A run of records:
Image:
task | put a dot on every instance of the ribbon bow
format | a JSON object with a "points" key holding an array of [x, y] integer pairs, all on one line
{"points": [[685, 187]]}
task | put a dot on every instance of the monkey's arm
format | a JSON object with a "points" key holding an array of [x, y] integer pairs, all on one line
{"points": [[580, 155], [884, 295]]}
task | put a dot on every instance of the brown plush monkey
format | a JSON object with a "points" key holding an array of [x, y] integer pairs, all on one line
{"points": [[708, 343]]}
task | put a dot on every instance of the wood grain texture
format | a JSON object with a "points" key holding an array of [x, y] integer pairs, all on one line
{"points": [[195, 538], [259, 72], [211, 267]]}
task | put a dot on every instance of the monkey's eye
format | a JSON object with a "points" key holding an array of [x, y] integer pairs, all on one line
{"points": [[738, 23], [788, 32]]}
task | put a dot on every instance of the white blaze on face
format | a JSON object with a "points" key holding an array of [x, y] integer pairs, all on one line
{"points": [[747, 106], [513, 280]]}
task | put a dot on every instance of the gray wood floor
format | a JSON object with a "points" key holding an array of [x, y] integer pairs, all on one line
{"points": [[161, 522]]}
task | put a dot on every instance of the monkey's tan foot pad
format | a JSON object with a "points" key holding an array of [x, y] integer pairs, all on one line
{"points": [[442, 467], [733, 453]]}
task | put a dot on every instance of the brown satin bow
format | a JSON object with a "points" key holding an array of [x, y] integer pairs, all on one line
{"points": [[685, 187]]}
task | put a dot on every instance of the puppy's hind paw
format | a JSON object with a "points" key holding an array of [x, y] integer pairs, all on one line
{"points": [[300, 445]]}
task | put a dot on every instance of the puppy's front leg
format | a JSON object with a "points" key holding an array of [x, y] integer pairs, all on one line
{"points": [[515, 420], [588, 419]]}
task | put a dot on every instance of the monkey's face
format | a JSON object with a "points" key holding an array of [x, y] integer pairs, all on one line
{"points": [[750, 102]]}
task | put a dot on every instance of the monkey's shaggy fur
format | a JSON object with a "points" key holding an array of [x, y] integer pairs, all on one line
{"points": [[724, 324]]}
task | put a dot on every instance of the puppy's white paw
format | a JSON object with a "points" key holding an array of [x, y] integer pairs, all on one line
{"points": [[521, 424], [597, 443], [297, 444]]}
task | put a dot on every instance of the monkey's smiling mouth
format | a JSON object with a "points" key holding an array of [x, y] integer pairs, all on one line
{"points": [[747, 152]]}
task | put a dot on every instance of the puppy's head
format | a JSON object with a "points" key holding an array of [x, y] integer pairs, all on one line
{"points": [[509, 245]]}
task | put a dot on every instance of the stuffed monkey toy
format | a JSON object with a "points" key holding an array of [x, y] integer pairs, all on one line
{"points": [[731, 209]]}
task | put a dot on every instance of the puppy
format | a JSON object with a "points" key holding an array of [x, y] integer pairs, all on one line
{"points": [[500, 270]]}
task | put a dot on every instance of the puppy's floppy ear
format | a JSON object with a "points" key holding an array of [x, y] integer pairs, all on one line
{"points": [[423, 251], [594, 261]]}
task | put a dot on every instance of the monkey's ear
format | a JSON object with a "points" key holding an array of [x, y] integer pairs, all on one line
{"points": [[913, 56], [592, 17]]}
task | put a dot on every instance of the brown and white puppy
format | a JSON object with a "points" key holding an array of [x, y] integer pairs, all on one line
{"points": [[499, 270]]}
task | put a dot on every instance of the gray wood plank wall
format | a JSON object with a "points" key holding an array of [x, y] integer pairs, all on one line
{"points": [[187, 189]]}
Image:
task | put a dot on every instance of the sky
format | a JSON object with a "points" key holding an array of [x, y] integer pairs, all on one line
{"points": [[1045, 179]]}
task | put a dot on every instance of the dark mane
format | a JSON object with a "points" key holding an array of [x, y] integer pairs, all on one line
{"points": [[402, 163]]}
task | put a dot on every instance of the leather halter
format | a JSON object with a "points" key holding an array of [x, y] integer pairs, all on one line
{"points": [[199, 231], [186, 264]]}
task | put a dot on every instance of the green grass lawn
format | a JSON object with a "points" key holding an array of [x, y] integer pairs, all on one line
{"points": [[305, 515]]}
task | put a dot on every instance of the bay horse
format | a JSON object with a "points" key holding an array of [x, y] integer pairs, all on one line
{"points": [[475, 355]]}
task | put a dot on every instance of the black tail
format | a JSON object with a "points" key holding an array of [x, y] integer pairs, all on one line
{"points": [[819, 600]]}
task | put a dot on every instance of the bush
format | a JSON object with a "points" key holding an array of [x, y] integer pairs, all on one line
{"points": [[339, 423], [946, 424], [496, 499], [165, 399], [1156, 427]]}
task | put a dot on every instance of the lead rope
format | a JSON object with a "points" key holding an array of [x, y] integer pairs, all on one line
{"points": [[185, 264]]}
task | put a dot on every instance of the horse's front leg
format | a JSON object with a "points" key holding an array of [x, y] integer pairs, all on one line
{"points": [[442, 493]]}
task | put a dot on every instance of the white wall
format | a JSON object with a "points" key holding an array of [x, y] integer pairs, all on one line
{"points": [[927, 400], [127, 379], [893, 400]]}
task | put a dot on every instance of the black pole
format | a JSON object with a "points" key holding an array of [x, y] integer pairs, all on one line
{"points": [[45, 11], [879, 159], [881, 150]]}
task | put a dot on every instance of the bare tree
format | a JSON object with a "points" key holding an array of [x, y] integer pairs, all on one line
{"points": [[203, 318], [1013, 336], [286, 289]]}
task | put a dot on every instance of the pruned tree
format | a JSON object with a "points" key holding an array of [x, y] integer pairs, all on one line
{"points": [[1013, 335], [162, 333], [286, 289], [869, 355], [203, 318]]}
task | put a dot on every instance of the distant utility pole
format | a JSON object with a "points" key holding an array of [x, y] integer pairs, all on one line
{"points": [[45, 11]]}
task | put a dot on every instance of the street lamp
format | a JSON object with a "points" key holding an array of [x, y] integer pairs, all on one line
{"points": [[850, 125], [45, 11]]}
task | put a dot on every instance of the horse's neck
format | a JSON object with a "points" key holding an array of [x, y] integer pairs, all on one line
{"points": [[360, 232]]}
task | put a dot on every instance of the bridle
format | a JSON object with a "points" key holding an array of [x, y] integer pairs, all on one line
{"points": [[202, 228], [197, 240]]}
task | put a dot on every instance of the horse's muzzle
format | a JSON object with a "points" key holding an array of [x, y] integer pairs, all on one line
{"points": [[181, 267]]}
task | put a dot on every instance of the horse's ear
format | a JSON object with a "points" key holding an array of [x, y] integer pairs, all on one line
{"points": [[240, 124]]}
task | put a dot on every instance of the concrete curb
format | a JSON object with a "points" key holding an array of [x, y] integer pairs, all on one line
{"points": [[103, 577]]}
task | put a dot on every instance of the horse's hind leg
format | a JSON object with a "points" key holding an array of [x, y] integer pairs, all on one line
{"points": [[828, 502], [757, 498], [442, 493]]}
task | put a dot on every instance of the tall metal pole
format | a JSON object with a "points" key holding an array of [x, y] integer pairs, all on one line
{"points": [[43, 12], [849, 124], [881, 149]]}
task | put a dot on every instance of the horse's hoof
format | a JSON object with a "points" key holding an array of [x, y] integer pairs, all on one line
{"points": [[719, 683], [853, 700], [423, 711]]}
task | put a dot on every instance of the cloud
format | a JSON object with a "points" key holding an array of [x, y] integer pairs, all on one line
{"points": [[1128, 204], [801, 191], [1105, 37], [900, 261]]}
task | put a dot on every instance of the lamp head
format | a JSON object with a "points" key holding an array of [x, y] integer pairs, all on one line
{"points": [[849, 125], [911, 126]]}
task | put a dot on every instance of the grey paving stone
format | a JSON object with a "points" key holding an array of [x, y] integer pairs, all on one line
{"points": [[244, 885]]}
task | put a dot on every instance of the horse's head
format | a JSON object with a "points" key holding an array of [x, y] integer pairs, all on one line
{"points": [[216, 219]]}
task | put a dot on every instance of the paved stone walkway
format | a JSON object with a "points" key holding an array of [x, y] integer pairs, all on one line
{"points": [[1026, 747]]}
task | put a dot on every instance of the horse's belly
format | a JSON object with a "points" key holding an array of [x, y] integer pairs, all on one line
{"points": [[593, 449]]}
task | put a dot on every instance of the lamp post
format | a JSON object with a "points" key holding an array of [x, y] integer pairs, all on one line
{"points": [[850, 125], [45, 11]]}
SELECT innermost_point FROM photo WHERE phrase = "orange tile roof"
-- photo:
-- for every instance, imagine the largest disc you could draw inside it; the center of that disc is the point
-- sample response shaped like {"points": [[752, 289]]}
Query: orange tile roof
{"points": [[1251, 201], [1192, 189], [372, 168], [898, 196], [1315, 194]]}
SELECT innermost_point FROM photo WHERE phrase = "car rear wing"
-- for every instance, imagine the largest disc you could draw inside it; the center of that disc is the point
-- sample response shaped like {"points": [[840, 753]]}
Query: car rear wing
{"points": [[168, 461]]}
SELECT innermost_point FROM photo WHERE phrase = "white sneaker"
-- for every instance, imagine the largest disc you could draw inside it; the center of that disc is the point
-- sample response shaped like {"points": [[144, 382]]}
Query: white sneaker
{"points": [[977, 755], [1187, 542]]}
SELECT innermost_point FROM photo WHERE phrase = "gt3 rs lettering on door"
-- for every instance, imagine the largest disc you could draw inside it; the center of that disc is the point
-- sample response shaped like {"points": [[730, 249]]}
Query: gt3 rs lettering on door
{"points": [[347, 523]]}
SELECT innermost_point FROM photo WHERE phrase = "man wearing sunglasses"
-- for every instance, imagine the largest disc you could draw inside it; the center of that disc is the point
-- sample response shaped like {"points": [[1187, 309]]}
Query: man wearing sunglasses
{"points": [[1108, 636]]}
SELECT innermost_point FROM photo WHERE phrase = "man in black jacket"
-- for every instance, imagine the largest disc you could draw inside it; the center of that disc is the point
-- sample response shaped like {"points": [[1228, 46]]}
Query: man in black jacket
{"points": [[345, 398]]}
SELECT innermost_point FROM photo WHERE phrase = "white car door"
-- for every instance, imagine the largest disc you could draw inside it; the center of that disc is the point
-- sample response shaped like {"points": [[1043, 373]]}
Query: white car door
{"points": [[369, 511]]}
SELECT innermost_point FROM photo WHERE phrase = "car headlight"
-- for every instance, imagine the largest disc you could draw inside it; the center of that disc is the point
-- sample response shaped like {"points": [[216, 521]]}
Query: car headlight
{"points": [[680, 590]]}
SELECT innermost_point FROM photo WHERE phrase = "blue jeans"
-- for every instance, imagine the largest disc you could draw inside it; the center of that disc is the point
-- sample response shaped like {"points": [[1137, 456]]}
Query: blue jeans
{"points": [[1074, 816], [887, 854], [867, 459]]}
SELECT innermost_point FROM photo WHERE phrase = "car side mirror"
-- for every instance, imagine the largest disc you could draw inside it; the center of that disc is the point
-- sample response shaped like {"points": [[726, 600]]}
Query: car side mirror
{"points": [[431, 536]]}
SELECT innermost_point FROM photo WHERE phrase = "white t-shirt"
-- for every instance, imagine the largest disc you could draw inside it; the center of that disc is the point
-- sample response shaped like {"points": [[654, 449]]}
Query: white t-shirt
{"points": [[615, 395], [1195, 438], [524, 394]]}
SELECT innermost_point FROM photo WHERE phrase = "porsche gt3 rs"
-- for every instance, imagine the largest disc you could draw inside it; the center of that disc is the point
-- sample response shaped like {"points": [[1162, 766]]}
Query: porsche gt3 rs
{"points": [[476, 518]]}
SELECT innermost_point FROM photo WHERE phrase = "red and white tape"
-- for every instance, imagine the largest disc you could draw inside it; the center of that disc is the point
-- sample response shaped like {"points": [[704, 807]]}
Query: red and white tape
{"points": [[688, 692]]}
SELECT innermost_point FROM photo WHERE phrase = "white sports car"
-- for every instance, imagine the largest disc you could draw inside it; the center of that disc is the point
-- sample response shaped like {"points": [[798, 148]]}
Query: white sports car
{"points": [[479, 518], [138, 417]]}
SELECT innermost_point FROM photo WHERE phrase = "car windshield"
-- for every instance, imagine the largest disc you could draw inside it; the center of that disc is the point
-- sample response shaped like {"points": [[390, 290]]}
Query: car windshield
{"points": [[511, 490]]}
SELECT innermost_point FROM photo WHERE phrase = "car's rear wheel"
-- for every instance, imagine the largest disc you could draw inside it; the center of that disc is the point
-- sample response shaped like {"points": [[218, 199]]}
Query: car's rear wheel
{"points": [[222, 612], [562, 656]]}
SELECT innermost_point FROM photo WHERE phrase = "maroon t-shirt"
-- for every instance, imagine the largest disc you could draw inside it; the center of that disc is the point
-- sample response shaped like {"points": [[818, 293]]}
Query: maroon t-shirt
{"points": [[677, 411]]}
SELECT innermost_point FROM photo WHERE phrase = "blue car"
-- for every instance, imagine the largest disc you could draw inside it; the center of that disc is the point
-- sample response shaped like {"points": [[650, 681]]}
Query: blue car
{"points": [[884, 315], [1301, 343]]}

Do this: Find every line in the listing that contains the word "wearing" and copy each one out in full.

Solution:
SELECT innermost_point FROM photo WHERE phrase = "man wearing sunglasses"
Query: man wearing sunglasses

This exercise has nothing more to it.